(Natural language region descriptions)
········

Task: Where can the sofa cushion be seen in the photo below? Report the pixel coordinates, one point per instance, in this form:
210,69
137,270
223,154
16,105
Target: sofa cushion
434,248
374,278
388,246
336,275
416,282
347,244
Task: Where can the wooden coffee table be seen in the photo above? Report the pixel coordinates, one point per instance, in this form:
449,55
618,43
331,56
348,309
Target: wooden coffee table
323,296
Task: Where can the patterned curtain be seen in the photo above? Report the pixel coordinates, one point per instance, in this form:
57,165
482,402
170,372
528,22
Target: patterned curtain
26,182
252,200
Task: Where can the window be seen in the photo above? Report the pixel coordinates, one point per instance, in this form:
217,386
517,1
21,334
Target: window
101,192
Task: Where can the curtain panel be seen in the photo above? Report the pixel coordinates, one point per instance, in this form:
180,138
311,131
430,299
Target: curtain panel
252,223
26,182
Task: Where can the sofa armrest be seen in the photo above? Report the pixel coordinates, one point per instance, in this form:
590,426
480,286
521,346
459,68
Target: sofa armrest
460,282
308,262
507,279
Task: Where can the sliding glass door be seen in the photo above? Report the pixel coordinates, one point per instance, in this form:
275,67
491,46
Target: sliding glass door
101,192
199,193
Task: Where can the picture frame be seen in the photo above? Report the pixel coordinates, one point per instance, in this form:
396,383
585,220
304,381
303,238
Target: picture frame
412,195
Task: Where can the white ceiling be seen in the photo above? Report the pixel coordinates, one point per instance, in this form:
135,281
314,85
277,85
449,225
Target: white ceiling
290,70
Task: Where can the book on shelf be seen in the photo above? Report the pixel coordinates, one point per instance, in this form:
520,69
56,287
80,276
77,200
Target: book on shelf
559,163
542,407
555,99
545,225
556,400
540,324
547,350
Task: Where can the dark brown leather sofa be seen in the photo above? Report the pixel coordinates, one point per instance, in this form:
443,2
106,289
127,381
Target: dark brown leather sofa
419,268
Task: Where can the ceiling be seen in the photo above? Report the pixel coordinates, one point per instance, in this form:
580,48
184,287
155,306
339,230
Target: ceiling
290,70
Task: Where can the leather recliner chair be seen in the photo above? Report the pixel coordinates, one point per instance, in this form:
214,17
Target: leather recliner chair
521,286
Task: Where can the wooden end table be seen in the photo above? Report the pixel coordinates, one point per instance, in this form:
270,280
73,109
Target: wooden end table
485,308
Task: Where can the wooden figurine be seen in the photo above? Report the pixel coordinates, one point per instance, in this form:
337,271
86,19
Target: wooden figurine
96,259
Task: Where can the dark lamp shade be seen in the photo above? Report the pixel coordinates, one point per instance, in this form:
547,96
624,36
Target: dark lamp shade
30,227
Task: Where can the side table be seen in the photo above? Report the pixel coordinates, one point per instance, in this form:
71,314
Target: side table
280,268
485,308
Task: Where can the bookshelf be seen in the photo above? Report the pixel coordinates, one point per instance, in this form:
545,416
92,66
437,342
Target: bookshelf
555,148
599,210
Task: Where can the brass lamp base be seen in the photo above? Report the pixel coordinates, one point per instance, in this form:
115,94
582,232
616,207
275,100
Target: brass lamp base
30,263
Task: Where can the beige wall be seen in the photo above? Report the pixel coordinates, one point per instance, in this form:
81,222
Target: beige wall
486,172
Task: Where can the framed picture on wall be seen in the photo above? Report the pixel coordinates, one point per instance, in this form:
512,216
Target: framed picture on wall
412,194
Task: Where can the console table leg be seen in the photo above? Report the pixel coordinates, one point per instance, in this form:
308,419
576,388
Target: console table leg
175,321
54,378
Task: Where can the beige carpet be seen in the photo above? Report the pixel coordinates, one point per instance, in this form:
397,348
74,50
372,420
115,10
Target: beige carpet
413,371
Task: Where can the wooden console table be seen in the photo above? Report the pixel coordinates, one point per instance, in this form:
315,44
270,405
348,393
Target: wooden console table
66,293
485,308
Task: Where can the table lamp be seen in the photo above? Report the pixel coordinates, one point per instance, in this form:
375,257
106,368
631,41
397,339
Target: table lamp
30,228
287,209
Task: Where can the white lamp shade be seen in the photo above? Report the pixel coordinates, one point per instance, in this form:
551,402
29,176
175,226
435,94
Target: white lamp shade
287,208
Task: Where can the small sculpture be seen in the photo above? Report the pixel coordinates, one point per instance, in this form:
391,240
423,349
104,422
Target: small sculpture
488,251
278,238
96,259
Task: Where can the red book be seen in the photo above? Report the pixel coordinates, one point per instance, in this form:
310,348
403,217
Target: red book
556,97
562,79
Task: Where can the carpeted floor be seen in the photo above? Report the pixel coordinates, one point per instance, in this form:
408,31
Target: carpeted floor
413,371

········

== Exercise objective ==
What is needed here is an exact transcription of the records above.

== Solved problem ==
Task: Where can the sofa cushion be seen in the photo below? Report the pixel coordinates, one point per instance, in this form:
210,69
137,270
223,154
16,105
Target: sofa cushion
434,248
374,278
388,246
336,275
416,282
347,244
Task: Where can the wooden coffee table be seen in the photo above? Report the pixel coordinates, one point per instance, in this form:
449,55
618,43
331,56
348,309
Target: wooden coffee table
323,296
Task: Where can the patterned curtain be seen in the photo above? Report the pixel coordinates, one point per instance, in this form:
57,165
482,402
170,372
528,22
Target: patterned curtain
26,182
252,200
Task: Where can the window be seen in the photo above? Report the pixel coordinates, one point per instance, in this form:
217,386
517,1
21,334
Target: window
101,192
Task: Where can the curtain panel be seen in the photo above? Report the pixel coordinates, one point per instance, in this form:
180,138
311,131
430,299
Target: curtain panel
252,223
26,182
Task: Where can the sofa armrest be seen in the photo above? Report the pixel coordinates, one point per instance, in this form:
590,426
480,286
521,346
459,68
Target: sofa armrest
460,282
308,262
507,279
Task: Where can the sliding glass door be seen in the photo above? Report the pixel coordinates, one point per instance, in this form:
275,67
491,46
Target: sliding glass door
101,192
199,193
Task: Where can the picture frame be seen in the photo above? Report the pixel coordinates, one point per instance, in this form:
396,383
585,220
304,381
303,238
Target: picture frame
412,195
Task: Where can the white ceiling be seen in the photo above? Report the pixel coordinates, one point per instance, in this form:
135,281
314,85
277,85
449,225
Target: white ceiling
290,70
Task: Where can the book on shelf be seen in the photo above? Report the pixel coordinates, one point per instance, in this form:
520,69
56,287
80,276
77,200
Target: book on shelf
559,163
542,407
555,99
545,225
556,400
540,324
547,350
Task: Where can the dark brown leather sofa be seen in the photo above? Report the pixel coordinates, one point per instance, in this form:
443,2
106,289
127,381
Target: dark brown leather sofa
419,268
Task: Where can the ceiling be seen in the photo above? Report the pixel coordinates, one point per instance, in this form:
580,48
184,287
155,306
339,230
Target: ceiling
290,70
Task: Where can the leather recliner chair be seen in the photo above? Report the pixel coordinates, one point per instance, in this form:
214,17
Target: leather recliner chair
521,286
Task: Where can the wooden end table be seen in the photo above? Report the pixel coordinates, one point per instance, in this form:
270,280
73,109
Target: wooden end table
485,308
Task: Where can the wooden figurine be seen in the photo above? Report the pixel coordinates, one point per instance, in this form:
337,271
86,19
Target: wooden figurine
96,259
Task: Where can the dark lamp shade be seen in the photo above? Report the pixel coordinates, one point per instance, in this form:
547,96
624,36
Target: dark lamp shade
30,227
Task: Where can the side table be seen in the photo above? Report the pixel coordinates, one point per instance, in this form:
71,314
Target: side table
280,268
485,308
Task: Where can the bookshelf be seen in the photo above? Report the pixel coordinates, one point per instance, in this form:
545,416
92,66
437,342
Target: bookshelf
555,148
599,210
Task: Where can the brass lamp base be seen in the photo above? Report the pixel coordinates, one point per instance, in this form:
115,94
582,232
616,207
275,100
Target: brass lamp base
30,263
Task: Where can the beige wall be seen in the photo above? Report the pixel coordinates, one point per instance, in this form:
81,222
Target: beige wall
486,172
Task: Where can the framed picture on wall be seen in the photo above? Report the pixel coordinates, one point per instance, in this form:
512,216
Target: framed picture on wall
412,194
Task: Where can the console table leg be seen in the photo above? Report the pixel coordinates, one point per instance, in this form:
308,419
576,388
Target: console table leg
175,321
54,378
Task: Where can the beige carpet be seen in the photo above? Report the pixel coordinates, one point per instance, in this form:
397,348
74,50
372,420
115,10
Target: beige carpet
413,371
Task: Where can the wooden console table be seen in the photo above? Report the pixel coordinates, one point per instance, in this form:
315,44
270,405
348,393
Target: wooden console table
66,293
485,308
Task: Where can the table lamp be seen in the photo above? Report the pixel coordinates, one point per instance, in this form:
375,257
106,368
631,41
397,339
Target: table lamp
30,228
287,209
Task: Where can the white lamp shade be seen in the photo above? Report the pixel coordinates, one point per instance, in this form:
551,402
29,176
175,226
435,94
Target: white lamp shade
287,208
Task: Where can the small sculpture be seen in the photo above? Report the pixel coordinates, one point per instance, in this form:
391,240
423,349
104,422
Target: small sculpture
488,251
278,238
96,259
Task: Where can the red book be seen in the photo above? Report the pixel coordinates, one point per instance, in this form:
310,348
403,217
Target: red book
556,97
562,79
Task: Where can the carpeted floor be seen in the photo above? Report the pixel coordinates, one point per instance, in this form:
408,31
Target: carpeted floor
413,371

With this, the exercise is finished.